* Instruction
Only the lines from the one with "the truck hood?" onward are wanted, through the last line of the entries, set down exactly.
— START Data to process —
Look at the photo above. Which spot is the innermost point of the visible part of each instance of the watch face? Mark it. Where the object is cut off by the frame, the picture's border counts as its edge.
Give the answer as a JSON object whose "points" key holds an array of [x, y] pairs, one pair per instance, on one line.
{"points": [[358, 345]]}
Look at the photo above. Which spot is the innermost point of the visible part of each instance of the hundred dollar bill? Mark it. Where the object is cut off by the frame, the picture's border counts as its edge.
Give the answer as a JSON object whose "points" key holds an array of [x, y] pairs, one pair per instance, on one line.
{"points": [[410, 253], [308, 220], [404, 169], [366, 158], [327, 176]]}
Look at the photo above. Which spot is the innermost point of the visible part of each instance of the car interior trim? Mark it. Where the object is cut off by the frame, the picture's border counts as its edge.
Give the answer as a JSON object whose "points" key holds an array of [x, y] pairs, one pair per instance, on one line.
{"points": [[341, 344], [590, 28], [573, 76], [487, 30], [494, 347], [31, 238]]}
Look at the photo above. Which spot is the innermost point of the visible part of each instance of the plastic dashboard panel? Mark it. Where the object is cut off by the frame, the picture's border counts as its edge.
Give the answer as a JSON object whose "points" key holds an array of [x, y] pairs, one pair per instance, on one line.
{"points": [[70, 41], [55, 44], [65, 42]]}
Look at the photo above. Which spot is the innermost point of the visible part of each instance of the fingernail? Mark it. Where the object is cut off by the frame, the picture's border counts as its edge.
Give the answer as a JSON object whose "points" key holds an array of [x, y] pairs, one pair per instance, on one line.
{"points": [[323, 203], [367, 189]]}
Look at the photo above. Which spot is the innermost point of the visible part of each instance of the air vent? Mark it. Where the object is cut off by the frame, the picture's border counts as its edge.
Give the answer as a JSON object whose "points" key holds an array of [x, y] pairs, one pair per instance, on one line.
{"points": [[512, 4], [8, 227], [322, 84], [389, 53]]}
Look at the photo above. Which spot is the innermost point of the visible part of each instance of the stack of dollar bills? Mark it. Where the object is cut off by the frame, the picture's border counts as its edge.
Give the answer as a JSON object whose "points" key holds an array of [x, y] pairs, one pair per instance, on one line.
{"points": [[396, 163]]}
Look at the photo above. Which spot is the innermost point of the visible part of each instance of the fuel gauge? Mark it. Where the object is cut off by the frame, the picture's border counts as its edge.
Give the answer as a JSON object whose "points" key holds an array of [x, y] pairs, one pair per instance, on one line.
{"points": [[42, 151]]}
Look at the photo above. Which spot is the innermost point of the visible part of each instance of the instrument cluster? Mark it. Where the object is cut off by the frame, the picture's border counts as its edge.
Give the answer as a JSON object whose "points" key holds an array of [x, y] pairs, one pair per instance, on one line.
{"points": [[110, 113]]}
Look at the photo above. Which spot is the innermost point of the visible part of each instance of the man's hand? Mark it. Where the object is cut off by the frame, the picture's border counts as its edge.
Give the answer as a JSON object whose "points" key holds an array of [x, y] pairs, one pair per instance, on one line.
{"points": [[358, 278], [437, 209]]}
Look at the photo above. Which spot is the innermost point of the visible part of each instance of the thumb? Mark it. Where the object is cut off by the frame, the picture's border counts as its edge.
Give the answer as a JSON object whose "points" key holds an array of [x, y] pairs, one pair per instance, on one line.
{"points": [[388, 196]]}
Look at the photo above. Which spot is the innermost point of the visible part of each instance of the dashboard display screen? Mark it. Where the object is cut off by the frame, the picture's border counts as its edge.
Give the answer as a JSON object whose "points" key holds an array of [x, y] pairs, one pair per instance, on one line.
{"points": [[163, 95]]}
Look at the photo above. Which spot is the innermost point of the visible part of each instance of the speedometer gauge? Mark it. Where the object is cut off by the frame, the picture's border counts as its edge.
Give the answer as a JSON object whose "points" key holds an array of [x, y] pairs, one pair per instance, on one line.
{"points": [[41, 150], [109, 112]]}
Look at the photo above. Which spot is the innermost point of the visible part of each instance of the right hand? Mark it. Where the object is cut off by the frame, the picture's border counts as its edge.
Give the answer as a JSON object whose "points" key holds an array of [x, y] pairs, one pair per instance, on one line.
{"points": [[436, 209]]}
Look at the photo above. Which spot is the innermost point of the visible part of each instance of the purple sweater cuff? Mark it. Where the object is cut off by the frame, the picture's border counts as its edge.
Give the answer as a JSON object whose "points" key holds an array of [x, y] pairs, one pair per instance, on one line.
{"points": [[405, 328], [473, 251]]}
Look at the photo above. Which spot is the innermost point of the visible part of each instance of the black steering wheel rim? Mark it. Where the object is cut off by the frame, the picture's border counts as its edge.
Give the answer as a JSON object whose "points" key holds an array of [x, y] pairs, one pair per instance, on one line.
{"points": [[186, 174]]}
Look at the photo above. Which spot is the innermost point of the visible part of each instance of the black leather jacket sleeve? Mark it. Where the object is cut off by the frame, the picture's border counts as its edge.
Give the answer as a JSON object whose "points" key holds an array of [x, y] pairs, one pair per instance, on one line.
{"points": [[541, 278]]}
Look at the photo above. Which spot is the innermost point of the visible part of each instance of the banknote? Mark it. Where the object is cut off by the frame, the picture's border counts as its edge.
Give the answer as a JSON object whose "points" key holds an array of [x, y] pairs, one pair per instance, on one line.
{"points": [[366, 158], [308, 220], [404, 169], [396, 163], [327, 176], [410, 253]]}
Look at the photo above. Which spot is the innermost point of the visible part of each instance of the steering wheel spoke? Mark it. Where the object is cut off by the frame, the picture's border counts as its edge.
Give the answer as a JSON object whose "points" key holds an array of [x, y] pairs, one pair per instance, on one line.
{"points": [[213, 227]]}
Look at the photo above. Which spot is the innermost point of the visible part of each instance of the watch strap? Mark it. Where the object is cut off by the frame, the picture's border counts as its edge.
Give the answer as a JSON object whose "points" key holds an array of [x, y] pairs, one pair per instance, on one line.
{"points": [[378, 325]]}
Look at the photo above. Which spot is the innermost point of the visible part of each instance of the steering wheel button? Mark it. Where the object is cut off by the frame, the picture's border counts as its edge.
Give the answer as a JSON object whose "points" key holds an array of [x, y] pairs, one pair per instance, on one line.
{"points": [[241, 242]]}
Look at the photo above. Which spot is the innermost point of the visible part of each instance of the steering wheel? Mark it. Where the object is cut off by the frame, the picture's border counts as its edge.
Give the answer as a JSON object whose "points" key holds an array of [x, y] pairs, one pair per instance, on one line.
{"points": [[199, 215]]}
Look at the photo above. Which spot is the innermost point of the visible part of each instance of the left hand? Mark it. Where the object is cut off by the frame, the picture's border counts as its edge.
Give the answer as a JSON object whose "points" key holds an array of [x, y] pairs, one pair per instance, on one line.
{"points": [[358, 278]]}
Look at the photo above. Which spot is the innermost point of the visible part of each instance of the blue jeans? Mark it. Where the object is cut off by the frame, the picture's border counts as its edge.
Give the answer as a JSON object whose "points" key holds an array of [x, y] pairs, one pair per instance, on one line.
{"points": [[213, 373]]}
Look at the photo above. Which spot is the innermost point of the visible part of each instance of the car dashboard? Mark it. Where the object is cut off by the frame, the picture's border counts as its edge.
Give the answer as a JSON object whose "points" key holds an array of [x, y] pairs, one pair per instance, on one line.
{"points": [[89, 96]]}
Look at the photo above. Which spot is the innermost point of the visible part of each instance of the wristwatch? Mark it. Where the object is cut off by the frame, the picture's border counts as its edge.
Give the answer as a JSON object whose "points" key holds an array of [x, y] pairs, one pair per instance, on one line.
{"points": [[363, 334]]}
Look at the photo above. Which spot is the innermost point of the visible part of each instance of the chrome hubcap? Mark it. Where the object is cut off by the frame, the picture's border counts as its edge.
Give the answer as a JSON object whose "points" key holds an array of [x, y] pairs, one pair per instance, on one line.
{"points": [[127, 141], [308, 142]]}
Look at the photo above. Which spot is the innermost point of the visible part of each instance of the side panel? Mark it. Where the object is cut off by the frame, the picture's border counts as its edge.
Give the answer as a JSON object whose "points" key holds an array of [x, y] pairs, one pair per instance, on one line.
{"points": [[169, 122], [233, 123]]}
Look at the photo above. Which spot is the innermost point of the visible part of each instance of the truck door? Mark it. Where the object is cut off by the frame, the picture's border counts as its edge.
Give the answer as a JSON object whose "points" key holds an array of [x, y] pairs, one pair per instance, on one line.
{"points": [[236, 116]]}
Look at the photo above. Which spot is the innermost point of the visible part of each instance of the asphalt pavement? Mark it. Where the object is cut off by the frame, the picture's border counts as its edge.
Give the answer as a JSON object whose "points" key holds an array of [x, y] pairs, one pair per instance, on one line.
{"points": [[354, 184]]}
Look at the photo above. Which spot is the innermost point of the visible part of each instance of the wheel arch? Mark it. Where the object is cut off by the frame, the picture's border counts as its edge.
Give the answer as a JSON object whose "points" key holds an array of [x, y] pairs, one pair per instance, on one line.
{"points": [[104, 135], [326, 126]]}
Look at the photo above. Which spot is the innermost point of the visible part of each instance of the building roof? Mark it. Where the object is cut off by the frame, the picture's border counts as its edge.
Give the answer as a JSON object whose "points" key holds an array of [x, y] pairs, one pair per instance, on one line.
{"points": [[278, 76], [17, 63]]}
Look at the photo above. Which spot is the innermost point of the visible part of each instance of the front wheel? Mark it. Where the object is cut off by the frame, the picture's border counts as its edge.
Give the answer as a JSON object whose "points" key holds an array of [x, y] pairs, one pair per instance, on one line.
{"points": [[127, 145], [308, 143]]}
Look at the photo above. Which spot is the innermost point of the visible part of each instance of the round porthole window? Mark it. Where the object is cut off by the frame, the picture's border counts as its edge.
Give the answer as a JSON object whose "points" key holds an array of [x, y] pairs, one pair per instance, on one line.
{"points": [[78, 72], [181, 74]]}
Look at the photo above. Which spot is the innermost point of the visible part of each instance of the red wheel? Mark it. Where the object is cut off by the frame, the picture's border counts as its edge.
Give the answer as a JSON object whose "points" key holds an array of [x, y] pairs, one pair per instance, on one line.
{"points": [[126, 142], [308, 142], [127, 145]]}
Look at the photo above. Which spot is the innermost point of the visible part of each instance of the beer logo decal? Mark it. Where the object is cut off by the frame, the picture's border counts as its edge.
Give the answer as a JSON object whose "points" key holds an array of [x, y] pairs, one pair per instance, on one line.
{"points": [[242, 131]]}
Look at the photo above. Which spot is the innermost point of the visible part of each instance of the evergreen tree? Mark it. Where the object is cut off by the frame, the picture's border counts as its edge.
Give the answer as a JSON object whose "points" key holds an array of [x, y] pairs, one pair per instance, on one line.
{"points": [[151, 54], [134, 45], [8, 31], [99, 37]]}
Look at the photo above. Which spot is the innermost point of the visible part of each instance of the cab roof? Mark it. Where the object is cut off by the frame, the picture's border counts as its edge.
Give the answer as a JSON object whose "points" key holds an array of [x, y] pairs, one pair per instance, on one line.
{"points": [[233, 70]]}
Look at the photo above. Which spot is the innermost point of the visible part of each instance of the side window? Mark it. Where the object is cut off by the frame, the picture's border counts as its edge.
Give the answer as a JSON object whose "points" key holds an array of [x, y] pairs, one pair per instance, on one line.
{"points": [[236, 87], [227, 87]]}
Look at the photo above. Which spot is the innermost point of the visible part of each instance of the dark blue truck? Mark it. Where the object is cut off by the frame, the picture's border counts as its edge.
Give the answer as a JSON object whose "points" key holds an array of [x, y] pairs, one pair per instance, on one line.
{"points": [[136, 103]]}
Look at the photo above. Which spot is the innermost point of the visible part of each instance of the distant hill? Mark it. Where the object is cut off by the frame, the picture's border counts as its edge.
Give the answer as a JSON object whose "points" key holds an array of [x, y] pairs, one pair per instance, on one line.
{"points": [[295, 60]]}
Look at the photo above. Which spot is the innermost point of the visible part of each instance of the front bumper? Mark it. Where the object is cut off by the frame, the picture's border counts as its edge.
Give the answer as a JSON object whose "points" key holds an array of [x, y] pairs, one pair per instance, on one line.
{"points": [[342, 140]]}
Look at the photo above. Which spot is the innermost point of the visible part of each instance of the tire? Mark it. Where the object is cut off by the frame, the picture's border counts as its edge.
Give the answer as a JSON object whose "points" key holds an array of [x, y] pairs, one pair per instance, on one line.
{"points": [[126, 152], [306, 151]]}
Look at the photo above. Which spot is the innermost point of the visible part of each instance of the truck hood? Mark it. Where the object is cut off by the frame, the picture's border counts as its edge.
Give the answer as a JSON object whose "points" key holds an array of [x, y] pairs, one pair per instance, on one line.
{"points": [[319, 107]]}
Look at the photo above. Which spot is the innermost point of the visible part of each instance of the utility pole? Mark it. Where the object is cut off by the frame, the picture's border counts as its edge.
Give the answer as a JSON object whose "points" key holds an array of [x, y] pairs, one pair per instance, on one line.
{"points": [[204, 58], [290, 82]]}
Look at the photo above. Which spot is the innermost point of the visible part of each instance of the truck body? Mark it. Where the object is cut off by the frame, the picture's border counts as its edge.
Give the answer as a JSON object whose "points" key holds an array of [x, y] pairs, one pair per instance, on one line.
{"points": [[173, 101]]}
— END Data to process —
* Result for this exercise
Look at the photo above. Which spot is the innermost point of the visible part of each instance of the truck hood? Mark it. Where the object is cut off by the frame, the picture's border counts as its edge.
Give the answer as a JSON object whose "points" key holds an array of [x, y] pairs, one pair per instance, on one line.
{"points": [[319, 107]]}
Look at the photo above. Which spot is the innermost point of the visible part of each instance of the utility pole? Mark it. Where the object is cut off by the frame, the picture's border counts as its edge.
Give the answer as a JSON object whose "points" key holds an array of [x, y] pairs, one pair per instance, on one line.
{"points": [[204, 58], [290, 82]]}
Look at the photo above. Which spot is the innermost point of the visible part of each instance of the truck body? Mark it. Where the object is cut off by the frame, the picture's border counts as its edge.
Give the answer as a JSON object whose "points" key holds an array of [x, y] pairs, one pair per instance, on one line.
{"points": [[173, 101]]}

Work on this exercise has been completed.